- **What is asked**
Extract the full set of records, then give each one again exactly.
>> start Data for this exercise
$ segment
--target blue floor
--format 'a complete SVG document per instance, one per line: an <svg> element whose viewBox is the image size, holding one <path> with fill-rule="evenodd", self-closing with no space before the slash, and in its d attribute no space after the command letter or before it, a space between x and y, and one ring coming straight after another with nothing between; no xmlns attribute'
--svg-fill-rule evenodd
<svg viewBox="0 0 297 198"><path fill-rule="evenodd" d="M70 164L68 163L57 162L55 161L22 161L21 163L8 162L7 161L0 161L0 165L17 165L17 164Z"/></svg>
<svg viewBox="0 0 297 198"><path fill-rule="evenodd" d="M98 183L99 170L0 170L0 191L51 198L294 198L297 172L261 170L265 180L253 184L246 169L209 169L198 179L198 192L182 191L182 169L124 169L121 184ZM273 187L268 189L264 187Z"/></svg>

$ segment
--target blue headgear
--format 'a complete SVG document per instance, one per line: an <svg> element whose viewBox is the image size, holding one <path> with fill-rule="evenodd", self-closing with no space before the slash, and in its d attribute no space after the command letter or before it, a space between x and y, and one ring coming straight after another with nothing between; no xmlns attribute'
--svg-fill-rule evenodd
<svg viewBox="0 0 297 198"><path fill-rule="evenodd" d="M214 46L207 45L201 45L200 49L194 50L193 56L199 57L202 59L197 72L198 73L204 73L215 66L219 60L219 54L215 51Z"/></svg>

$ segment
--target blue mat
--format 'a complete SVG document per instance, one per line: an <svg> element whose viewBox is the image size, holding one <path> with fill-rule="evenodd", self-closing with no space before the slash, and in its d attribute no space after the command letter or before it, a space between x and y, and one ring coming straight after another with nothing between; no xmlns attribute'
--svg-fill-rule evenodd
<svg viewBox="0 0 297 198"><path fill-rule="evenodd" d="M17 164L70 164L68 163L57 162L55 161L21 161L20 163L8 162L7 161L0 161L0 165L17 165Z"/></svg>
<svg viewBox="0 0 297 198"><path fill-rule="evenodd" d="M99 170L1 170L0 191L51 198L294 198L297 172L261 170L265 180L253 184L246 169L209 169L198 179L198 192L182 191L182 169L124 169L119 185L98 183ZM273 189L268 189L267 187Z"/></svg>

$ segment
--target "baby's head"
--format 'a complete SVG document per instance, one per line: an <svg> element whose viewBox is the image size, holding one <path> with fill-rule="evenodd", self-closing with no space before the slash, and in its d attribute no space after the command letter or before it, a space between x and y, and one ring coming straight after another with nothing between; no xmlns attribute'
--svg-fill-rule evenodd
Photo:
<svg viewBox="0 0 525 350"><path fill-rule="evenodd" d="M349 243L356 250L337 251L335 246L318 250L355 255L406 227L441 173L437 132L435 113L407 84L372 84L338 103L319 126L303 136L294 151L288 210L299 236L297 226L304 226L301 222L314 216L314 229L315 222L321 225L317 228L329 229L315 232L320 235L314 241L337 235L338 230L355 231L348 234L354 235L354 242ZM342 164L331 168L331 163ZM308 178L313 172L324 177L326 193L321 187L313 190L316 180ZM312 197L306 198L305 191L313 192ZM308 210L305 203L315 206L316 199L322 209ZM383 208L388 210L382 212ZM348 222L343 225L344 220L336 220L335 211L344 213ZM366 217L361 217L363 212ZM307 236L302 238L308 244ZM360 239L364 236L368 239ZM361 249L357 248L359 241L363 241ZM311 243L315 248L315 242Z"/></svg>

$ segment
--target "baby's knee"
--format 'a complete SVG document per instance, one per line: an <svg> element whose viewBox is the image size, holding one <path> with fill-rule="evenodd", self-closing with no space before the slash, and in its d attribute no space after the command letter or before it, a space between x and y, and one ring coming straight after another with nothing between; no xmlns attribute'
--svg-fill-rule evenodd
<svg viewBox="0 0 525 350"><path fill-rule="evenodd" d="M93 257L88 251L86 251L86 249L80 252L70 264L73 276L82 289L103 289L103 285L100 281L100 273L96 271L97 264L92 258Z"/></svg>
>> end Data for this exercise
- **Exercise solution**
$ segment
--target blue floor
--format 'a complete SVG document per instance, one per line: an <svg> element whose viewBox is the image size, holding one <path> with fill-rule="evenodd", self-closing with no space before the slash, and in its d attribute no space after the command letter or before it, a space between x and y, and one ring coming straight after another with nothing between; no xmlns attribute'
--svg-fill-rule evenodd
<svg viewBox="0 0 297 198"><path fill-rule="evenodd" d="M70 164L68 163L57 162L55 161L22 161L21 163L8 162L7 161L0 161L0 165L17 165L17 164Z"/></svg>
<svg viewBox="0 0 297 198"><path fill-rule="evenodd" d="M98 183L99 170L0 170L0 191L51 198L294 198L297 172L261 170L265 180L253 184L246 169L209 169L198 179L198 192L182 191L182 169L124 169L121 184ZM273 187L268 189L264 187Z"/></svg>

$ segment
--target blue headgear
--format 'a complete SVG document per instance, one per line: an <svg> element whose viewBox is the image size, holding one <path> with fill-rule="evenodd", self-closing with no space before the slash, and in its d attribute no space after the command letter or before it, a space between x and y, and one ring coming straight after another with nothing between; no xmlns attribute'
--svg-fill-rule evenodd
<svg viewBox="0 0 297 198"><path fill-rule="evenodd" d="M214 46L207 45L201 45L200 49L194 50L193 56L199 57L202 59L197 72L198 73L204 73L215 66L219 60L219 54L215 51Z"/></svg>

$ segment
--target blue mat
--format 'a complete SVG document per instance, one per line: an <svg> element whose viewBox is the image size, holding one <path> with fill-rule="evenodd", self-closing with no space before the slash, and in its d attribute no space after the command letter or before it, a space between x and y, and one ring coming straight after another with nothing between; no xmlns attribute'
--svg-fill-rule evenodd
<svg viewBox="0 0 297 198"><path fill-rule="evenodd" d="M17 164L70 164L68 163L57 162L55 161L21 161L20 163L8 162L7 161L0 161L0 165L17 165Z"/></svg>
<svg viewBox="0 0 297 198"><path fill-rule="evenodd" d="M99 170L1 170L0 191L51 198L294 198L297 172L261 170L265 180L253 184L246 169L209 169L198 179L198 192L182 191L182 169L124 169L119 185L98 183ZM273 189L268 189L267 187Z"/></svg>

$ segment
--target "baby's head"
--format 'a complete SVG document per instance, one per line: an <svg> element whose viewBox is the image size, holding one <path> with fill-rule="evenodd", self-closing with no space before the slash, and in its d attribute no space after the command letter or before it, a space between x and y, and one ring coming straight after another with nothing between; no xmlns attribute'
--svg-fill-rule evenodd
Photo:
<svg viewBox="0 0 525 350"><path fill-rule="evenodd" d="M349 243L356 250L337 251L335 246L318 250L355 255L406 227L441 173L437 132L435 113L407 84L372 84L338 103L319 126L303 136L294 151L288 210L299 236L297 226L304 226L301 222L314 216L314 229L315 222L321 225L317 228L329 229L315 232L320 235L314 241L337 235L338 230L355 231L348 234L354 235L354 242ZM342 164L331 168L331 163ZM308 178L313 172L324 177L326 193L321 187L313 190L316 180ZM312 197L306 198L305 191L313 192ZM308 210L305 203L315 206L316 199L322 209ZM383 208L388 210L382 212ZM348 222L343 225L344 220L336 220L335 211L344 213ZM366 217L361 217L363 212ZM307 236L302 238L308 244ZM360 239L364 236L368 239ZM361 249L357 248L359 241L363 241ZM311 243L315 248L315 242Z"/></svg>

$ segment
--target "baby's knee"
--format 'a complete SVG document per instance, one per line: an <svg> element whose viewBox is the image size, holding one <path> with fill-rule="evenodd", self-closing with no space before the slash, and in its d attribute no space after the command letter or before it, a space between x and y, and one ring coming straight after another with nothing between; no xmlns attribute'
--svg-fill-rule evenodd
<svg viewBox="0 0 525 350"><path fill-rule="evenodd" d="M93 257L88 251L86 251L86 249L80 252L70 264L73 276L82 289L103 289L103 285L100 281L100 273L96 271L97 264L92 258Z"/></svg>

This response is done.